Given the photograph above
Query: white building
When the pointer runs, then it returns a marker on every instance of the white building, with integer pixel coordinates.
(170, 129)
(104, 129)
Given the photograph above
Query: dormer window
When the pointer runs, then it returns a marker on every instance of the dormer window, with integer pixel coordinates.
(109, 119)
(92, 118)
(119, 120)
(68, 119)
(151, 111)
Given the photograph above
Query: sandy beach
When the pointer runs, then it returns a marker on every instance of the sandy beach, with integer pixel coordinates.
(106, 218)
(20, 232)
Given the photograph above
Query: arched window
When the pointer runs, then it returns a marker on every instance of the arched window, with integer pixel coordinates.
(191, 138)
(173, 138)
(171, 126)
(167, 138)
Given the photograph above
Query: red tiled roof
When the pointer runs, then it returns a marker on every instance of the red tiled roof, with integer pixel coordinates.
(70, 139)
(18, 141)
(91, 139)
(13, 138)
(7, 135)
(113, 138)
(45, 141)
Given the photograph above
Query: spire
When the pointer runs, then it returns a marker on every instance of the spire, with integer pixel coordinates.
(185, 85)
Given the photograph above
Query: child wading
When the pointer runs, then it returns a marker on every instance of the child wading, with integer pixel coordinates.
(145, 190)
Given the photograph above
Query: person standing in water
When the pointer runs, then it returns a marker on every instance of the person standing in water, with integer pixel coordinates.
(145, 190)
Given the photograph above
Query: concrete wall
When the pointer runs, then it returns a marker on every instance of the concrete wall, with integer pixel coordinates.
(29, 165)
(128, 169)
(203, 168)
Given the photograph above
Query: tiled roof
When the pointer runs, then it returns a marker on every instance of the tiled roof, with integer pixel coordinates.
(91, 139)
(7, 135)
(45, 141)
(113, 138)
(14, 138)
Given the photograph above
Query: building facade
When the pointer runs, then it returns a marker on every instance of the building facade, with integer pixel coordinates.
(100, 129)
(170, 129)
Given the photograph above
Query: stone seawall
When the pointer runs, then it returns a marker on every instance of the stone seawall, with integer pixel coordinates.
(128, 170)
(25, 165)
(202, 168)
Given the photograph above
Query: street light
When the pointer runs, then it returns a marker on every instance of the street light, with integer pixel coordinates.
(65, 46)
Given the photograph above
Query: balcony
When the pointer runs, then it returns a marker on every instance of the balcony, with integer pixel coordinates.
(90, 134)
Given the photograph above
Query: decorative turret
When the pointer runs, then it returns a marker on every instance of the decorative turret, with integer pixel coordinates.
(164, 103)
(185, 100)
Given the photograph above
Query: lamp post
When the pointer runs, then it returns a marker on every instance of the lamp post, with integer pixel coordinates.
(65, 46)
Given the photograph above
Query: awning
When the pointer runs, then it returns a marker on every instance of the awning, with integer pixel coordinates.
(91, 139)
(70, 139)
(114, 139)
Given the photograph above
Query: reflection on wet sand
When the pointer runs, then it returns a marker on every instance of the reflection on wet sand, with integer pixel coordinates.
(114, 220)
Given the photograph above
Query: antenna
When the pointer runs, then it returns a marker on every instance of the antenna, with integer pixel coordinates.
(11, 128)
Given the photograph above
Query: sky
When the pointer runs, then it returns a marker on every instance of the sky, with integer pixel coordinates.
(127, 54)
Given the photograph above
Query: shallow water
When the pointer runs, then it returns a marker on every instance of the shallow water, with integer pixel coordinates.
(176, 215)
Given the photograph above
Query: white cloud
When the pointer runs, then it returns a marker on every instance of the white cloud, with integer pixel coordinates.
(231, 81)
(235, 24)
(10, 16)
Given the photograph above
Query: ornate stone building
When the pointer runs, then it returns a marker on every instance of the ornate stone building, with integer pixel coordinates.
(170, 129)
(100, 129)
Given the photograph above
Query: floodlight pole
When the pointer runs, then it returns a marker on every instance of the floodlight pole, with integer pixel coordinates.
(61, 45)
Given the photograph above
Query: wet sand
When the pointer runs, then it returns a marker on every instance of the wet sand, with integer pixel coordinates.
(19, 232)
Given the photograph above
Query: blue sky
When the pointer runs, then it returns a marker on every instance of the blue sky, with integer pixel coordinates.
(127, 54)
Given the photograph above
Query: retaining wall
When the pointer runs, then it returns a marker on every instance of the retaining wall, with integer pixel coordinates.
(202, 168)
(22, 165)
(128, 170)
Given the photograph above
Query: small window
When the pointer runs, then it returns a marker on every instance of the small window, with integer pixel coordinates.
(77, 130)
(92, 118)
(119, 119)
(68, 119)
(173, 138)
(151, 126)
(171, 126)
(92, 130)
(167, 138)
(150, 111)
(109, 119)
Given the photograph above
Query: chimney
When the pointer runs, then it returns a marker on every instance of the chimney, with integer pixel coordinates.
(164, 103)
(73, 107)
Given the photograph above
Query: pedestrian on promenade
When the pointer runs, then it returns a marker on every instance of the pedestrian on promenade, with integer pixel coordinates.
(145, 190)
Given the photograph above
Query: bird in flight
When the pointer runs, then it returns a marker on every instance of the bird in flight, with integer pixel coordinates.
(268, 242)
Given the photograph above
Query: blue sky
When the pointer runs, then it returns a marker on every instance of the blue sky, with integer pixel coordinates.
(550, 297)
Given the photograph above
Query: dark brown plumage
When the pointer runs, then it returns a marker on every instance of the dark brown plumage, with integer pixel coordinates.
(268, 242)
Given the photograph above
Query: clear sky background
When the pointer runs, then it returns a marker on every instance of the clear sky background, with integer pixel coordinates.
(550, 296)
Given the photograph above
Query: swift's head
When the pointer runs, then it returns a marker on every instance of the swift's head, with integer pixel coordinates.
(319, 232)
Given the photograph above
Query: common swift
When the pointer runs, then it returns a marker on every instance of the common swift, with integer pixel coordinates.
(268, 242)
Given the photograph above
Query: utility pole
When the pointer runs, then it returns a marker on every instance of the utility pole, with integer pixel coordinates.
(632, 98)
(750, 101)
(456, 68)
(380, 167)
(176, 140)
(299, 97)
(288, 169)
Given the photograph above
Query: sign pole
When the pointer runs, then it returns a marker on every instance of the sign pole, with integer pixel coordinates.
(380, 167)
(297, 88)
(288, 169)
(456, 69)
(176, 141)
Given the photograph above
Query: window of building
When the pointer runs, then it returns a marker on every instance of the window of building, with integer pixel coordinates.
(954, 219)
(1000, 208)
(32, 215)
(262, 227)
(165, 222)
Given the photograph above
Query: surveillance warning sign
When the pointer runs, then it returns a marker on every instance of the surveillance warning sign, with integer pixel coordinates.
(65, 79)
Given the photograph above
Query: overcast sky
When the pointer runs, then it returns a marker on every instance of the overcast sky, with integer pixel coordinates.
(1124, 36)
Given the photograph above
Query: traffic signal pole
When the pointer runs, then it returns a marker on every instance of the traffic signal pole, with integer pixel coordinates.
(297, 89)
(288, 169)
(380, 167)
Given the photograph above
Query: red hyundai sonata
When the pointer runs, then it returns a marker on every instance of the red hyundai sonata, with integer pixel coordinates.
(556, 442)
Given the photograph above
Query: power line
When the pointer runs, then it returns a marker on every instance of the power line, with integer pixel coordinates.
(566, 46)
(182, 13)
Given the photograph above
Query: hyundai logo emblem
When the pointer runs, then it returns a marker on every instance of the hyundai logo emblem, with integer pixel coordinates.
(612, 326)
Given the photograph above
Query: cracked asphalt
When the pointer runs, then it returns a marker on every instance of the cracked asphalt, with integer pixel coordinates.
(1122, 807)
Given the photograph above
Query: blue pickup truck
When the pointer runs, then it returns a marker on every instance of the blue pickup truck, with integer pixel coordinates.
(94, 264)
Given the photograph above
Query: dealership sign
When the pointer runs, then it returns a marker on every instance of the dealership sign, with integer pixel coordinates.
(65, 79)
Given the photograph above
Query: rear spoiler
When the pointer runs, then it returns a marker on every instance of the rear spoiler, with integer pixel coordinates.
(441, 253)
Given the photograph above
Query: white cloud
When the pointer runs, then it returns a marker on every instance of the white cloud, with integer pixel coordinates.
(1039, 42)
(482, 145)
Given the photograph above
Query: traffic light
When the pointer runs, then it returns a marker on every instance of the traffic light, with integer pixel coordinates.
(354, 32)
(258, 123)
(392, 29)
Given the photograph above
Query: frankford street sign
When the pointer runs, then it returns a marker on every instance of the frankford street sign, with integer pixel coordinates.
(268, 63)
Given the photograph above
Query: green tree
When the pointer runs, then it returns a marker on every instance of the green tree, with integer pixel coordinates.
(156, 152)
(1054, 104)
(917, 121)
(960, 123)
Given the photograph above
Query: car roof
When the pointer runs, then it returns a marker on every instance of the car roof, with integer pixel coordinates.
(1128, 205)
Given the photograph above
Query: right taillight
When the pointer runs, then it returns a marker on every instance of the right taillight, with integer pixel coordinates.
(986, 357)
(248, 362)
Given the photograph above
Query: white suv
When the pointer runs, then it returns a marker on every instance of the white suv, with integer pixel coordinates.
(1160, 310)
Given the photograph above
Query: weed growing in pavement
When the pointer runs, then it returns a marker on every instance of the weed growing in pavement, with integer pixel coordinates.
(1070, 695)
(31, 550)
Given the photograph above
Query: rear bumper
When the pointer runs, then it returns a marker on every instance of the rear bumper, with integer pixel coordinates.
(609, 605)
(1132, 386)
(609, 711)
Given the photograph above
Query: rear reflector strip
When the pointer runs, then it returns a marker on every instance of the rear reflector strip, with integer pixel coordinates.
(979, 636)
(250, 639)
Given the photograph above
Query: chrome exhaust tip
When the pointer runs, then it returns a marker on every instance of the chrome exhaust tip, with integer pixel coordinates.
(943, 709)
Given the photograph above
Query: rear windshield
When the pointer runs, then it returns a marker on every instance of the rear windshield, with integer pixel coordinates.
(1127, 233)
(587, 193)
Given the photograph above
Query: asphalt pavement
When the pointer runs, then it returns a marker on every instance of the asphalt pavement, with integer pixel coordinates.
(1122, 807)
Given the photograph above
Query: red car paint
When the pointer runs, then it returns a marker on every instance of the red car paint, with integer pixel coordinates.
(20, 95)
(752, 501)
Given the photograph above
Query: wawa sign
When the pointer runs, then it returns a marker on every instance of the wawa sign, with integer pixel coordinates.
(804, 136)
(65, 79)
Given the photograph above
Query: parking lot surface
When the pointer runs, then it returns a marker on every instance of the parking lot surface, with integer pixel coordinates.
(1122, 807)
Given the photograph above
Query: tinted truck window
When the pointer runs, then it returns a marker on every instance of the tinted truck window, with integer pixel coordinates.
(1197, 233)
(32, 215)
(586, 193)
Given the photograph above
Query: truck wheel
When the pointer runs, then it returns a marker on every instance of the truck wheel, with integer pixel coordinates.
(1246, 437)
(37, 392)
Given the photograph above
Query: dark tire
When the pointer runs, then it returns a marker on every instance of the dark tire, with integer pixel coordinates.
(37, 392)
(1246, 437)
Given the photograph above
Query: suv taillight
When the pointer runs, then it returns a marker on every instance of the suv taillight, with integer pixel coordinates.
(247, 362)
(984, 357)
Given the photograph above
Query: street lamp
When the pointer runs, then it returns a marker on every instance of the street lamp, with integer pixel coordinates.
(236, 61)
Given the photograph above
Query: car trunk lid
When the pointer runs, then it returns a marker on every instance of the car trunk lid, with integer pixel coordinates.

##########

• **Short task**:
Pick out every line of the data above that contains the string "frankford", and copy each one in full.

• **Completed task**:
Query: frankford street sign
When the pointer runs, then it returns a marker on every instance of the frankford street sign, with integer pixel coordinates.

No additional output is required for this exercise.